### Work required
Pull out every row below and reproduce each one word for word, leaving the pictures out of your answer.

Items from a dataset
________________________
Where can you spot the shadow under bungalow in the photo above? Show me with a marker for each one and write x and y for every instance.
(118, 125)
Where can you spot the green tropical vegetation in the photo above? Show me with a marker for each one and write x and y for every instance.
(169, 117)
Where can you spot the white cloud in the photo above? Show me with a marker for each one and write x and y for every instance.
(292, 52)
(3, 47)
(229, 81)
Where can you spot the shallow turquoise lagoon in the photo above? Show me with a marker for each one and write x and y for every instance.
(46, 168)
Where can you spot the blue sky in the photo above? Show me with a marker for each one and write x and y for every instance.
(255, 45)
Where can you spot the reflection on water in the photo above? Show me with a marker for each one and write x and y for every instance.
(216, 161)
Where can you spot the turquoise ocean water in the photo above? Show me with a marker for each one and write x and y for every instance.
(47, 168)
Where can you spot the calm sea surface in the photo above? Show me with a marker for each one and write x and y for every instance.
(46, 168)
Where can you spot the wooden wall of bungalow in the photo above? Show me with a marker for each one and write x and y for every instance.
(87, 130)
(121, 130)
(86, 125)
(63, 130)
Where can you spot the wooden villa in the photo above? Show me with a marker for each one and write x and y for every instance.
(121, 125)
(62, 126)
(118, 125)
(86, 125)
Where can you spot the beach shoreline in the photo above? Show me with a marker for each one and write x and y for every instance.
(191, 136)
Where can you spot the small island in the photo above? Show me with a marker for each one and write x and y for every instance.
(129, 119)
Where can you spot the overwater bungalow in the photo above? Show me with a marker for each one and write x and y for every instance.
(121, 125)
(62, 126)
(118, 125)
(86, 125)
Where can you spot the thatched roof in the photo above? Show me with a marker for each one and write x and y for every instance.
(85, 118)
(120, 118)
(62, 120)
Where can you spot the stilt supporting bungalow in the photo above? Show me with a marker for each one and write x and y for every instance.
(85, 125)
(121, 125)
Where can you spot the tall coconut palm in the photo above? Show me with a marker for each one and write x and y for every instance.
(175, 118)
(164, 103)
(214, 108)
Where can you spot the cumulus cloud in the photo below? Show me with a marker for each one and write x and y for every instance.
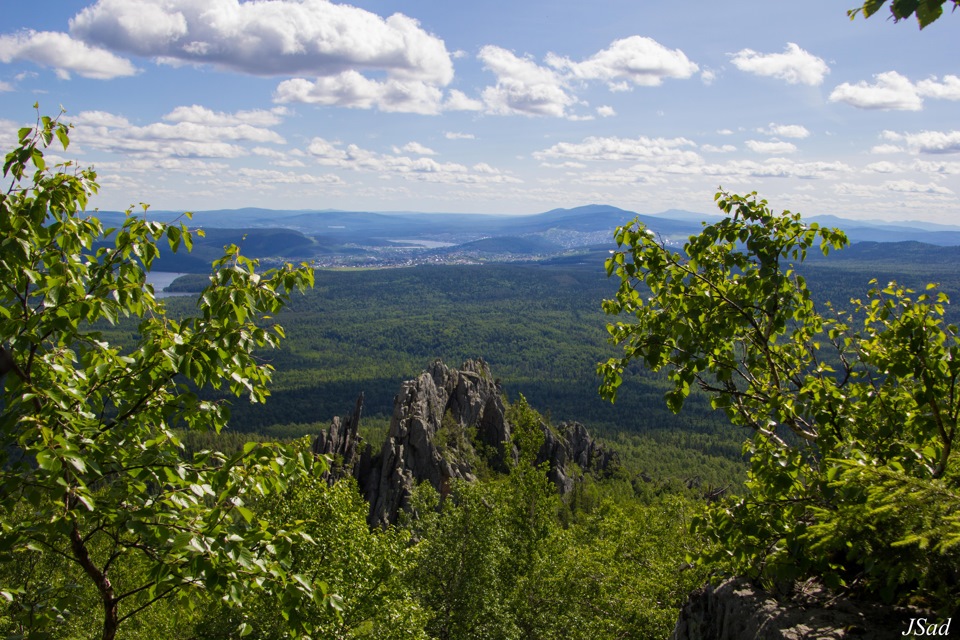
(709, 148)
(415, 147)
(636, 60)
(910, 186)
(193, 133)
(614, 148)
(890, 91)
(948, 89)
(352, 157)
(64, 54)
(353, 90)
(885, 149)
(777, 168)
(523, 87)
(927, 141)
(201, 115)
(794, 65)
(883, 167)
(771, 147)
(785, 130)
(267, 38)
(459, 101)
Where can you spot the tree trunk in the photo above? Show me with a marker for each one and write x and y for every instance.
(110, 609)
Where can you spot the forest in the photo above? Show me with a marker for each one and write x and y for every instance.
(157, 478)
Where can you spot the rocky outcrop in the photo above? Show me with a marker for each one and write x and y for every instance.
(735, 609)
(437, 418)
(341, 442)
(571, 444)
(446, 425)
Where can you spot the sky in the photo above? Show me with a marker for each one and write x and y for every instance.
(493, 106)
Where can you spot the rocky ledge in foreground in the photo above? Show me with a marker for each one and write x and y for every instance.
(447, 423)
(736, 609)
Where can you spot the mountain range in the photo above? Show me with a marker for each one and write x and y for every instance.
(365, 238)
________________________
### Reply
Where can you spot the shadow under bungalow in the photo above? Show me with a marker for each one and write x and y for every instance.
(118, 125)
Where can you spot the green tropical vegetation in the photo above? Show me with a marker for each one and write x and y for every instance.
(169, 117)
Where can you spot the white cloud in the photo above? Show me with a marker for each one and write x and y for every instance.
(292, 52)
(3, 47)
(229, 81)
Where can you spot the shallow turquoise lagoon in the photo above? Show me with a marker for each one and write x and y for every instance.
(46, 168)
Where can you spot the blue sky in the photo above? Show me with a marker for each one and write x and y for every instance.
(255, 45)
Where can you spot the reflection on water in the photo above? Show me with a marker for each one and write x and y for every instance.
(216, 161)
Where can you spot the turquoise ocean water in the photo above? Show me with a marker for each one and write x and y for every instance.
(47, 168)
Where can you spot the calm sea surface in the photo above? Show me with a marker for each one and write x and y for every instance.
(46, 168)
Where can you spot the wooden wall of bungalow in the photo above? Show me with a marker for each one and write x and y for every instance.
(87, 130)
(121, 130)
(86, 125)
(63, 130)
Where can you spot the wooden villa in the photo above? Show me with a marker for each one and write x and y for every instance.
(121, 125)
(62, 126)
(118, 125)
(86, 125)
Where can you spot the beach shoreline in the photo above? Show me with a marker for each one and write x and y for every instance.
(191, 136)
Where can you spot the small island in the photo above? Show me with a marker for each one and write x and y for every instance.
(129, 119)
Where can you spot the overwater bungalow in the photo above? Show me with a marker for each one and write x and y for every instance.
(121, 125)
(62, 126)
(118, 125)
(86, 125)
Where can you spot the thatched roof in the photo above? Show me with a marker for each one and write x and y for every instance.
(85, 118)
(120, 118)
(62, 120)
Where can you spot the stilt supporting bungalow in the photo above? Show me with a marker for each one and write x and y for every instance.
(85, 125)
(121, 125)
Where can you spot the tall coconut palm in the photo above? Show me with a marker for each one and write x and y for every instance.
(175, 118)
(164, 103)
(214, 108)
Where can you spot the cumulus cloud in the photo below? Show me with a marker for each one and write x and y for every instance.
(709, 148)
(415, 147)
(636, 60)
(910, 186)
(193, 133)
(614, 148)
(890, 91)
(948, 89)
(352, 157)
(64, 54)
(353, 90)
(885, 149)
(777, 168)
(523, 87)
(927, 141)
(201, 115)
(794, 65)
(883, 167)
(771, 147)
(785, 130)
(267, 38)
(459, 101)
Where can you spot the tree trunk in the photo above? Show me with a marker for each one and write x and y for every instance.
(110, 609)
Where can you spot the forest in the photo above? Show me with a marker for each one and write x and y for every instance.
(157, 478)
Where can you spot the rocky outcrop in the photo above? Show me with a marker for each one and write x and y for every instance.
(735, 609)
(437, 418)
(341, 442)
(571, 444)
(446, 425)
Where can you spot the sky in the photo above? Show me with a marker for each one and write x and y for every instance.
(493, 106)
Where can you spot the rocky ledge in foreground in the photo above? Show me with a marker for each one and write x and y for every instance.
(447, 423)
(736, 609)
Where can you spot the mountain range in the photo above? Show me with a marker for each one and write x and y for every instance.
(365, 238)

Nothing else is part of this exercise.